____ Records for processing

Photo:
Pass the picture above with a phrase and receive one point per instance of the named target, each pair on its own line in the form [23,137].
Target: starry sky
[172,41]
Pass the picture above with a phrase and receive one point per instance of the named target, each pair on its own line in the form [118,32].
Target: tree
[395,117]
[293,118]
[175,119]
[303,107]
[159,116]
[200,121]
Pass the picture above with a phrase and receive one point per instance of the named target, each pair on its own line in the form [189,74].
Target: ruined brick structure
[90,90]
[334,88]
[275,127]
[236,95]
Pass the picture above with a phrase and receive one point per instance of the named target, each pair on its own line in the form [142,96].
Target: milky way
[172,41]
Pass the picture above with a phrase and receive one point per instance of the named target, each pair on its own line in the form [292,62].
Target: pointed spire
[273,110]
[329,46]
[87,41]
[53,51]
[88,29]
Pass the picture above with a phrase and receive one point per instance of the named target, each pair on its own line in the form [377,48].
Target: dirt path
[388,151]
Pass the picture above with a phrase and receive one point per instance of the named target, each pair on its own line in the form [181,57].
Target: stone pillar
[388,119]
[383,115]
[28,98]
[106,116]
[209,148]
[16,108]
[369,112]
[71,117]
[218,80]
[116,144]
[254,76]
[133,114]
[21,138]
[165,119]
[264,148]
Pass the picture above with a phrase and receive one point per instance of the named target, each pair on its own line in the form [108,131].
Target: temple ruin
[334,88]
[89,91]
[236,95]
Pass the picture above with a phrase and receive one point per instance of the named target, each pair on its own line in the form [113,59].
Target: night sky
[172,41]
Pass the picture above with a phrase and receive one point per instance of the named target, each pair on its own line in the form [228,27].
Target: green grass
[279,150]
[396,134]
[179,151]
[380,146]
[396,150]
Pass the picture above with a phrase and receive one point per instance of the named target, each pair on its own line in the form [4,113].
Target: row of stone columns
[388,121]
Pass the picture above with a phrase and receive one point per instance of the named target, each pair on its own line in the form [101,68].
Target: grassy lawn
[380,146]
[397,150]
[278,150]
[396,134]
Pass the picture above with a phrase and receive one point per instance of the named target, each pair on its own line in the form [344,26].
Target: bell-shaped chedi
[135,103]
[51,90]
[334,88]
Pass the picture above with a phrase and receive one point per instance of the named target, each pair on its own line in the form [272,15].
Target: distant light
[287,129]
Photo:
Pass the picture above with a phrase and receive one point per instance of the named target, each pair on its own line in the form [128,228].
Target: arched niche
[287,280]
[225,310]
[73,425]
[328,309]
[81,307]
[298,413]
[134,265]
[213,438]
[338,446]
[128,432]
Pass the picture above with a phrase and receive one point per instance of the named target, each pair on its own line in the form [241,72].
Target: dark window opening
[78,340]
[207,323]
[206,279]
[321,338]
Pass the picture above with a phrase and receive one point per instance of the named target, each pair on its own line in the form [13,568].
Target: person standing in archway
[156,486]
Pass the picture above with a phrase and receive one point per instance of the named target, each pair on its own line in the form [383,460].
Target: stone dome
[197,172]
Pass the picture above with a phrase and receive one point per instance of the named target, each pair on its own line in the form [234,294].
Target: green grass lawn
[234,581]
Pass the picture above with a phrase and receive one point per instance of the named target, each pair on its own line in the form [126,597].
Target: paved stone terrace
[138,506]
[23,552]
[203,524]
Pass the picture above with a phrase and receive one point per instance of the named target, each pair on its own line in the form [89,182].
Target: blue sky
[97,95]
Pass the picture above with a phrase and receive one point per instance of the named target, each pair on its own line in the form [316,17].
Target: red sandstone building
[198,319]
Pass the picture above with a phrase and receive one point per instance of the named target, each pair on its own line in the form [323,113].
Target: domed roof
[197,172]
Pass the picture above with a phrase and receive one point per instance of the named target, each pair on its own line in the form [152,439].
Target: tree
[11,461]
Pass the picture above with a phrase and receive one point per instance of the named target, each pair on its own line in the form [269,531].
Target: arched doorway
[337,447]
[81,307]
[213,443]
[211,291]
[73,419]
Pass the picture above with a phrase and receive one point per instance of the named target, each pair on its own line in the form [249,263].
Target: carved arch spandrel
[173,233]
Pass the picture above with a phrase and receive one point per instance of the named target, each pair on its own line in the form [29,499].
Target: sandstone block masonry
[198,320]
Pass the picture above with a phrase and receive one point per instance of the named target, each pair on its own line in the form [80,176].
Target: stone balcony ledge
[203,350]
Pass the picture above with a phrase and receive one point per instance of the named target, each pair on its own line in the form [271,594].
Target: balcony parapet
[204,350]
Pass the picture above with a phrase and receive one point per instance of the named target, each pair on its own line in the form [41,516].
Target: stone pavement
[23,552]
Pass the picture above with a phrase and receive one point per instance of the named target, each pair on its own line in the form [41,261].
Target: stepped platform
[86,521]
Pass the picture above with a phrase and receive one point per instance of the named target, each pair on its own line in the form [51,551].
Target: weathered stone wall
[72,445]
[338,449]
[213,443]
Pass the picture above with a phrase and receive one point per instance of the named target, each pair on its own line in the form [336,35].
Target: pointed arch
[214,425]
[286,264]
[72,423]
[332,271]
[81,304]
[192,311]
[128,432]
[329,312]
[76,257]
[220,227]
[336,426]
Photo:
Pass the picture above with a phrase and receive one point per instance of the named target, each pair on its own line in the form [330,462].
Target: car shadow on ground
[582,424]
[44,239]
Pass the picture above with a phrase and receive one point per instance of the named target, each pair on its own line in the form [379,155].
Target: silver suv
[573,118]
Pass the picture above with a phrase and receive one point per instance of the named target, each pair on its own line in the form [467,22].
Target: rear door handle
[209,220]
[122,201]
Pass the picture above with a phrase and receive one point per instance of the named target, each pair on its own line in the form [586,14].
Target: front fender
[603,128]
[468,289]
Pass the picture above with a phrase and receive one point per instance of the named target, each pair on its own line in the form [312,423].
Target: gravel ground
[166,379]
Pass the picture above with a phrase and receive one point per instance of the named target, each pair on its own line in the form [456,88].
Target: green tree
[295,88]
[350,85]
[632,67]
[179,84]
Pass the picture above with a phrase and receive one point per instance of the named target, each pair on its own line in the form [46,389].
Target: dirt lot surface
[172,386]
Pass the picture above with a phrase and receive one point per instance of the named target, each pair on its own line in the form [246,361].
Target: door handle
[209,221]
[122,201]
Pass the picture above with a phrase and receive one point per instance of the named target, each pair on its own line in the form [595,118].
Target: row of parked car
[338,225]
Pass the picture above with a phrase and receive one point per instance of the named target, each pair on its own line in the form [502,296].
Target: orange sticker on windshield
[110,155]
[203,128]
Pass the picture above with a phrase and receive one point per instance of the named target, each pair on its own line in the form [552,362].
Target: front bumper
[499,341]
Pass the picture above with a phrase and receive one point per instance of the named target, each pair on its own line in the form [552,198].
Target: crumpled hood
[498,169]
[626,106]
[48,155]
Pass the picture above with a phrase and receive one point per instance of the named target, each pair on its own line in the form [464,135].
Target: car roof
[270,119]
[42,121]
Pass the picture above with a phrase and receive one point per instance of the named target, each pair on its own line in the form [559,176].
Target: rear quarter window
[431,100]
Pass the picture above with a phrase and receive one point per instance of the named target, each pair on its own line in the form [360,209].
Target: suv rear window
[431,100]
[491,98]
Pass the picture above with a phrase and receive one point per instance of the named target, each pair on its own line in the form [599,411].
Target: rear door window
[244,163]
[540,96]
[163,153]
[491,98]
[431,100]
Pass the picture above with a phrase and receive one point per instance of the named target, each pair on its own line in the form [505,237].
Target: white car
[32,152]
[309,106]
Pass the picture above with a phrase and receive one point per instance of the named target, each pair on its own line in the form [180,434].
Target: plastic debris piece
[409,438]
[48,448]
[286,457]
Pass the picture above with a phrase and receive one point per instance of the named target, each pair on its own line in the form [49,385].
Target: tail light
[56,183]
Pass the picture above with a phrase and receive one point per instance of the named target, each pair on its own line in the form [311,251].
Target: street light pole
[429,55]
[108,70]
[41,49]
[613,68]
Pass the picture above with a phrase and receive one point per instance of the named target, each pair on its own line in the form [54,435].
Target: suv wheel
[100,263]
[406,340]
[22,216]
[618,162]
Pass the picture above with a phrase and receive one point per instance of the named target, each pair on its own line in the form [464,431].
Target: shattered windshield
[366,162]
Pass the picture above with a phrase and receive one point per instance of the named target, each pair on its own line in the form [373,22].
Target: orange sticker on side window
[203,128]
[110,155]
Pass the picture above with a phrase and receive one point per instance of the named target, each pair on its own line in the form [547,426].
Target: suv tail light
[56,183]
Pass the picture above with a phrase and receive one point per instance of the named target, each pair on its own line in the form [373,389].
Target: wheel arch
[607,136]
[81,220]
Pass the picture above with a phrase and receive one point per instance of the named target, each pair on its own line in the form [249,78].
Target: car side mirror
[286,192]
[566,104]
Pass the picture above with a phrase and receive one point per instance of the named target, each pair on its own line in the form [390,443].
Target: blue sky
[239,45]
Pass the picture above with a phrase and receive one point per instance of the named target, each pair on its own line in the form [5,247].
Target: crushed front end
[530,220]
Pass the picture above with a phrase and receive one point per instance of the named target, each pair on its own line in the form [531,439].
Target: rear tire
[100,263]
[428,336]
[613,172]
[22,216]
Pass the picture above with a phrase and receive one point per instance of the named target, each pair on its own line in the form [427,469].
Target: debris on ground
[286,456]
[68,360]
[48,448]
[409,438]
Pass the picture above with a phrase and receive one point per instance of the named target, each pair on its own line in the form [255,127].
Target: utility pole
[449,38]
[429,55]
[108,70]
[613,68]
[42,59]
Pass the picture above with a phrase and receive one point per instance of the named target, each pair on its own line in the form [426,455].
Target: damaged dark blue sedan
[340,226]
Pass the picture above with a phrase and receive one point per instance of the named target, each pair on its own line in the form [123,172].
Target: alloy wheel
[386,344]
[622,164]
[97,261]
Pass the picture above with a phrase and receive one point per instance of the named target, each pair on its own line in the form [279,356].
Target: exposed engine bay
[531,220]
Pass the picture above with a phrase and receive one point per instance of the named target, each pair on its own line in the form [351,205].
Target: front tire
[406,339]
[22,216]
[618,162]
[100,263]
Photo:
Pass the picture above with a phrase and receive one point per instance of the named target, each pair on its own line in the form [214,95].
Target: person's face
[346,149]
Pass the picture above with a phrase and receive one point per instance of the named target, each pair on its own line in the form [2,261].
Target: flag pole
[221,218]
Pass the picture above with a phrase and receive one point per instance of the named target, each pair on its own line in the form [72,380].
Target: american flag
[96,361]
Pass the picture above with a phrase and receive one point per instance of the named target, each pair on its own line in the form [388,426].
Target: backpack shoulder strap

________

_Task objective_: Quote, without alteration, the final stretch of the entries: the line with "the form [426,455]." onward to the last line.

_Solution_:
Pass the picture above with a phrase and receive one point per instance of the named target, each pair on its own line in the form [426,455].
Target: damaged dark blue sedan
[340,226]
Pass the picture above with a phrase and receive one point per instance of the named target, each pair on its own line in the form [123,172].
Target: alloy wheel
[386,344]
[622,164]
[97,261]
Pass the picture above with a phrase and receive one point per instance of the named target, each pair on its own line in the form [279,356].
Target: exposed engine bay
[531,220]
Pass the picture above with a phrase and receive one point per instance of the named target, each pair on its own line in the form [351,205].
Target: front tire
[406,339]
[22,216]
[618,162]
[100,263]
Photo:
Pass the picture above with a phrase and receive one point per instance of the named target, each pair on its own line in the form [214,95].
Target: person's face
[346,149]
Pass the picture above with a phrase and receive one point per instance of the named target, each pair on its own line in the form [2,261].
Target: flag pole
[221,218]
Pass the picture above with a phrase and receive one point per instance of the named target, each pair on its own line in the form [72,380].
Target: american flag
[96,361]
Pass the picture above with a phrase and receive one point per instance of the named target, each pair on its own line in the form [388,426].
Target: backpack shoulder strap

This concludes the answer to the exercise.